**Compito A**:
Le seguenti affermazioni concordano con il brano sulla cura dei detenuti tossicodipendenti? (i) La legge 309/90 affidava alle A.S.L. la cura e la riabilitazione dei detenuti tossicodipendenti. (ii) Il "Presidio tossicodipendenti" era formato soltanto da medici. (iii) Negli anni '90 gli interventi rivolti ai detenuti tossicodipendenti furono uniformi in tutte le regioni. Per ciascuna rispondi sì o no e cita alla lettera le parole del brano che lo stabiliscono.
**Compito B**:
Copia senza modifiche dal brano sulla cura dei detenuti tossicodipendenti il tratto compreso tra "Per il trattamento" e "primi anni ‘90.", estremi inclusi.
**Compito C**:
Come prosegue l'articolo sulla cura dei detenuti tossicodipendenti in carcere? Scrivine il seguito a partire dall'ultima frase riportata.

**Brano fornito**:
• • • • • • •

I trattamenti in mano al S.S.N

 

Dipendenza, i trattamenti in mano al S.S.N. Ma l’odissea continua

di Donatella Zoia, medico penitenziario a San Vittore (Milano)

 

Fuoriluogo, luglio 2003

 

Per il trattamento dei tossicodipendenti in carcere, già la legge 309/90, all’art. 98, prevedeva che la cura e la riabilitazione dei detenuti tossicodipendenti e alcolisti fosse affidata alle A.S.L. in collaborazione con il Servizio sanitario penitenziario. Ciò nonostante, probabilmente per la mancanza di una normativa specifica e di linee guida nazionali, il carcere è rimasto a lungo isolato dalle politiche trattamentali e di prevenzione attuate dai servizi territoriali in Italia, malgrado - proprio in conseguenza della legge 309/90 - il numero dei detenuti tossicodipendenti sia cresciuto esponenzialmente dai primi anni ‘90.

In questi anni, la "cura" dei tossicodipendenti detenuti è stata formalmente garantita dall’amministrazione penitenziaria con la presenza del cosiddetto "Presidio tossicodipendenti", costituito da diverse figure professionali (medici, infermieri, psicologi) che l’amministrazione penitenziaria ha convenzionato con incarichi libero - professionali, che hanno il compito di occuparsi di questi pazienti in stretta collaborazione con i servizi territoriali.

In realtà, la carenza di serie politiche sulla sanità penitenziaria, la carenza di personale nei Ser.T., le difficoltà oggettive a integrare la realtà territoriale hanno fatto sì che nell’arco degli anni ‘90, gli interventi di tipo sanitario e psicosociale rivolti ai tossicodipendenti detenuti siano stati realizzati in maniera molto variabile e con differenze sostanziali da regione a regione e da carcere a carcere, sia relativamente all’ingresso dei Ser.T. nelle carceri, che in termini di prescrizioni farmacologiche, che, infine, nella programmazione di interventi terapeutici alternativi alla carcerazione (ampiamente previsti dalla legge).

E solo con il decreto legislativo 230/99 che si prevede concretamente il passaggio delle funzioni sanitarie, del personale (il personale del Presidio tossicodipendenti), delle attrezzature e delle risorse finanziarie al Servizio sanitario nazionale.

• • • • • • •

**Dati forniti**:
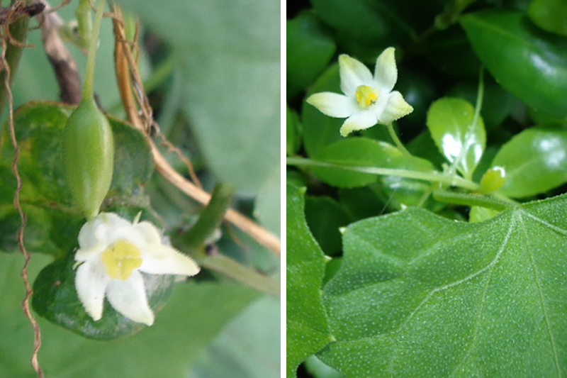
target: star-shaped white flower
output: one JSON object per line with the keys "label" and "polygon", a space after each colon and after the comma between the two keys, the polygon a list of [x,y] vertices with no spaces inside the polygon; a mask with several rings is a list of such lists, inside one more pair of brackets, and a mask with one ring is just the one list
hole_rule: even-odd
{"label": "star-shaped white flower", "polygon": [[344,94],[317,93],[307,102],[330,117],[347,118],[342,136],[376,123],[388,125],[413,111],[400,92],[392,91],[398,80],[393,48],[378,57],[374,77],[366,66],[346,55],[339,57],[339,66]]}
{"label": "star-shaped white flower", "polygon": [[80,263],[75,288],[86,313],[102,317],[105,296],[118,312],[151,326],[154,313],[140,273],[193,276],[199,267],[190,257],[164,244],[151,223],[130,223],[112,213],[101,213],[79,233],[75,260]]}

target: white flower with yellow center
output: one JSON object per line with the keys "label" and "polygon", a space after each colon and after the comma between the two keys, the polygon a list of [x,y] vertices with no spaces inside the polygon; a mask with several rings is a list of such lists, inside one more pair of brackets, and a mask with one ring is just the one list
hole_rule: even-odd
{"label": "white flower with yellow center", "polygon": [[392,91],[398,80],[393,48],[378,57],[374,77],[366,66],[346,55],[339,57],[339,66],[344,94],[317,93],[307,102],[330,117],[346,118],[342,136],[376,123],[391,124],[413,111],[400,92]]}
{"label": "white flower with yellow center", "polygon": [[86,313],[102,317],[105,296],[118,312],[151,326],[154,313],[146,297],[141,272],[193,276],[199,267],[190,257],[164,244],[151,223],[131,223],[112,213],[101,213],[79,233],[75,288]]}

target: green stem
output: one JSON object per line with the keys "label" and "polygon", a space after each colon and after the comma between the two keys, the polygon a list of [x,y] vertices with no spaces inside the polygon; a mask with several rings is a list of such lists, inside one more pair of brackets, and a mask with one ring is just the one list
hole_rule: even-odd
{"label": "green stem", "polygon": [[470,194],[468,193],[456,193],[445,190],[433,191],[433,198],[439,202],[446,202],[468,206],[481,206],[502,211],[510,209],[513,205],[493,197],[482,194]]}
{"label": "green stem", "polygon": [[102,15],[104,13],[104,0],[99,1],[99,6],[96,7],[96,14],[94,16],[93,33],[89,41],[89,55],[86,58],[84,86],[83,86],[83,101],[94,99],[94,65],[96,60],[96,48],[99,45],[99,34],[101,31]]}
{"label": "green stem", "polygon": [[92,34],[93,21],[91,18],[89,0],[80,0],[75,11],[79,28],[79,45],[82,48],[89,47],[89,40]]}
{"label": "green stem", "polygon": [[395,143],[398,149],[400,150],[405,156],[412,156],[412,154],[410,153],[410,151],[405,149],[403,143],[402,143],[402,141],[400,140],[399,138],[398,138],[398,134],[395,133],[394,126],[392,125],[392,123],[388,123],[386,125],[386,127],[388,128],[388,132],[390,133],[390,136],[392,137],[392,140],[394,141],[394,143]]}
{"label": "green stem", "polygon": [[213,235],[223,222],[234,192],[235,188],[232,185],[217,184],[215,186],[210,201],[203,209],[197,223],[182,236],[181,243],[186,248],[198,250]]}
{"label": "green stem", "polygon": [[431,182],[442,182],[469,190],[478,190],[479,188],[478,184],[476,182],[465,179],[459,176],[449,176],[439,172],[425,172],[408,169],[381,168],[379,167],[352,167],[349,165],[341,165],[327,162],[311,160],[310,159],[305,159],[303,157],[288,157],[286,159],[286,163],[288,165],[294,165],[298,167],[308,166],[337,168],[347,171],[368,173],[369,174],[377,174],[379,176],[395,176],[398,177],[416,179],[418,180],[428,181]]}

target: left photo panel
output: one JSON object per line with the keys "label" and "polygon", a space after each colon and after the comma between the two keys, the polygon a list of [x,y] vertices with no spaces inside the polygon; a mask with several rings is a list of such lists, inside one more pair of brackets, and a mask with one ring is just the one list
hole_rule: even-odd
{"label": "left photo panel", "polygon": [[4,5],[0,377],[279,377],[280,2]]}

• • • • • • •

**Spazio risposta A**:
(i) Sì: "prevedeva che la cura e la riabilitazione dei detenuti tossicodipendenti e alcolisti fosse affidata alle A.S.L. in collaborazione con il Servizio sanitario penitenziario"
(ii) No: "costituito da diverse figure professionali (medici, infermieri, psicologi)"
(iii) No: "in maniera molto variabile e con differenze sostanziali da regione a regione e da carcere a carcere"

**Spazio risposta B**:
Per il trattamento dei tossicodipendenti in carcere, già la legge 309/90, all’art. 98, prevedeva che la cura e la riabilitazione dei detenuti tossicodipendenti e alcolisti fosse affidata alle A.S.L. in collaborazione con il Servizio sanitario penitenziario. Ciò nonostante, probabilmente per la mancanza di una normativa specifica e di linee guida nazionali, il carcere è rimasto a lungo isolato dalle politiche trattamentali e di prevenzione attuate dai servizi territoriali in Italia, malgrado - proprio in conseguenza della legge 309/90 - il numero dei detenuti tossicodipendenti sia cresciuto esponenzialmente dai primi anni ‘90.

**Spazio risposta C**:
Il decreto legge prevedeva l’emanazione di decreti attuativi che, non essendo stati adottati, hanno di fatto mantenuto una situazione ibrida, non ben definita e assolutamente disomogenea. Per fare solo un esempio: a un anno dall’ emanazione del decreto Legge, e cioè il 31 dicembre 2000, solo l’8,9% dei tossicodipendenti detenuti era in trattamento metadonico, con differenze molto significative da regione a regione: si andava dal 39,59% della Sardegna, al 23,66% del Friuli, al 22,40% del Trentino, al 16,18% di Lombardia e Toscana, per scendere poi a percentuali molto più basse nelle altre regioni.

Dall’1 luglio 2003 è stato formalizzato il passaggio di tutto ciò che riguarda la cura dei tossicodipendenti detenuti al Servizio sanitario nazionale e, quindi, alle regioni. Ma che cosa stia realmente accadendo, non è chiaro. Ancora una volta non c’è una situazione omogenea, non ci sono state comunicazioni precise neppure al personale del Presidio tossicodipendenti e, quindi, non è stato ancora definito se questo personale proseguirà e come l’attività lavorativa in carcere.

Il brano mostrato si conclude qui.